### Questions to answer
1) Answer these questions from the passage about Maxwell's innings, one answer per line, marked as below:
(a) Which team did Australia beat, and by what margin?
(b) Which next batter did Cummins think would need to come out?
(c) Who collided with Hugo Lloris, and in which competition?
2) Please pick up the passage about Maxwell's innings right after its final sentence and carry it on.

### Exercise passage
------------------------------------------------

Maxwell’s Houdini act came when he was cramping severely. His back was tight early in the innings, Australia skipper Pat Cummins said at the press conference after their three-wicket escape to victory against Afghanistan. He also had cramp in his hamstring and calves. He couldn’t move so he stood and delivered, showing superb wristwork and control. This was like Alvin Kallicharan’s 10-ball 35-run assault on Dennis Lillee in the 1975 World Cup spread across the Afghanistan attack and for much longer.

“He kept hitting them in the stands, we can’t put fielders in the stands<” said Afghanistan coach Jonathan Trott.

Maxwell collapsed after completing a run and needed so much attention from physios that Cummins thought next batter Adam Zampa would need to come out. “He literally couldn’t move,” said Cummins. But the medical staff convinced Maxwell that it would be worse if he came off. “So try and hang out there, stand up, and that’s probably your best bet,” said Cummins.

With greater awareness about head injuries, sport usually bars players from ignoring medical advice and continuing like Hugo Lloris did in November 2013. Lloris has said he was wrong to have wanted to play after being unconscious following a collision with Romelu Lukaku in the Premier League.

------------------------------------------------

### Information supplied
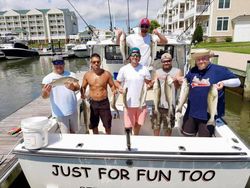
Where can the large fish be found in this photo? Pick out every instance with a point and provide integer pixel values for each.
(157, 98)
(170, 98)
(62, 81)
(123, 46)
(85, 115)
(113, 102)
(124, 97)
(143, 95)
(212, 100)
(183, 95)
(153, 47)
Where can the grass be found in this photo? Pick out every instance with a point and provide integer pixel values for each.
(236, 47)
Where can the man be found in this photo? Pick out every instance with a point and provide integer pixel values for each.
(200, 78)
(62, 97)
(98, 79)
(143, 41)
(176, 74)
(133, 75)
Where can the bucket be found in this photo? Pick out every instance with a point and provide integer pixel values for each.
(35, 132)
(115, 75)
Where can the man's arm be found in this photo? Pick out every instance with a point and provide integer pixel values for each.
(84, 85)
(163, 39)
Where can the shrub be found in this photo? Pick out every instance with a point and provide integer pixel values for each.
(228, 39)
(198, 35)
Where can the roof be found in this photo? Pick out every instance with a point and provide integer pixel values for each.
(241, 18)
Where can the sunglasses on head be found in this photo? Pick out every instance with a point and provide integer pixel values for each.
(167, 61)
(59, 62)
(145, 26)
(135, 55)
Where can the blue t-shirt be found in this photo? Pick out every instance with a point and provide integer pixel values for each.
(200, 82)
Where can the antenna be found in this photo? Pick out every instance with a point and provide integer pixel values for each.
(147, 9)
(82, 18)
(128, 17)
(110, 19)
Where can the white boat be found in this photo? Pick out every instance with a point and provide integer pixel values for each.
(81, 50)
(121, 160)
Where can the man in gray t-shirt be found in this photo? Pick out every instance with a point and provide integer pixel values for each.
(176, 74)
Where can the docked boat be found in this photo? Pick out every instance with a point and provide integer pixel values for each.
(17, 50)
(121, 160)
(81, 50)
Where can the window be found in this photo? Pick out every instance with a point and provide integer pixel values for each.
(222, 23)
(224, 4)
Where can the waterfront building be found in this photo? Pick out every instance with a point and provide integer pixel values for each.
(217, 20)
(39, 24)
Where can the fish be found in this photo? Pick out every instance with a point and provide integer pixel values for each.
(153, 47)
(62, 81)
(170, 98)
(143, 95)
(183, 95)
(123, 47)
(124, 97)
(85, 115)
(157, 98)
(113, 102)
(212, 100)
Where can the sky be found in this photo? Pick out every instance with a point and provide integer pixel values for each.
(95, 12)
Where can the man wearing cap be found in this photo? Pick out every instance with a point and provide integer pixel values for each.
(176, 74)
(200, 78)
(143, 40)
(62, 97)
(98, 79)
(133, 76)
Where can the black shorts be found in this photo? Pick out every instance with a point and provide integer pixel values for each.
(100, 109)
(192, 126)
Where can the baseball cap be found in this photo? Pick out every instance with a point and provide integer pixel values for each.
(166, 56)
(145, 21)
(134, 50)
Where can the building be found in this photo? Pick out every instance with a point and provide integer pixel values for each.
(43, 25)
(215, 16)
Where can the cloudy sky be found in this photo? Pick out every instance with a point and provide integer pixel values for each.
(95, 12)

------------------------------------------------

### Answers to the exercises
1)
(a) Afghanistan, by three wickets.
(b) Adam Zampa.
(c) Romelu Lukaku, in the Premier League.

2)
But on how a player manages to play through pain, there isn’t a scientific explanation. Attempts have been made though. In 2014, a study by the school of medical sciences at University of New South Wales found that pain threshold is higher in healthy individuals who do aerobic training. Prior experience of pain too can make players bear suffering better, another study found out. Both instances are from a 2019 article in ‘Global Sports Matters’.

But about this there is no debate: do a Maxwell and you earn the respect of everyone in the team. “This element of sport culture, dubbed “sport ethic”…emphasises sacrifice… in a heightened media environment that glorifies playing through pain,” says the Global Sports Matters article.

That could explain why Curt Schilling of the Boston Red Sox kept pitching in the sixth game of the 2004 American League Championship series despite blood soaking his socks from a tendon injury. The sock, according to bleacherreport.com, is in baseball’s Hall of Fame.

Or why Manchester City’s Bert Trautmann played on with a neck injury in the 1956 FA Cup final against Birmingham. “Knowing what was at stake, Trautmann played on for the final quarter of an hour, unaware that he was jeopardising his life in the process,” writes Colin Schindler in ‘Manchester United Ruined My Life.’ As per Schindler, Trautmann made “City supporters out of little boys all over Manchester that day”.

When Franz Beckenbauer put his body on the line for West Germany, he had supporters in Munich, Manchester and beyond. A brutal foul while, “in full spectacular flight towards the Italian goal”, in the words of Brian Glanville in ‘The Story Of The World Cup’, had led to a dislocated shoulder but Beckenbauer returned with an arm strapped to his side. West Germany wasted the free-kick awarded for the foul and lost the pulsating semi-final 3-4.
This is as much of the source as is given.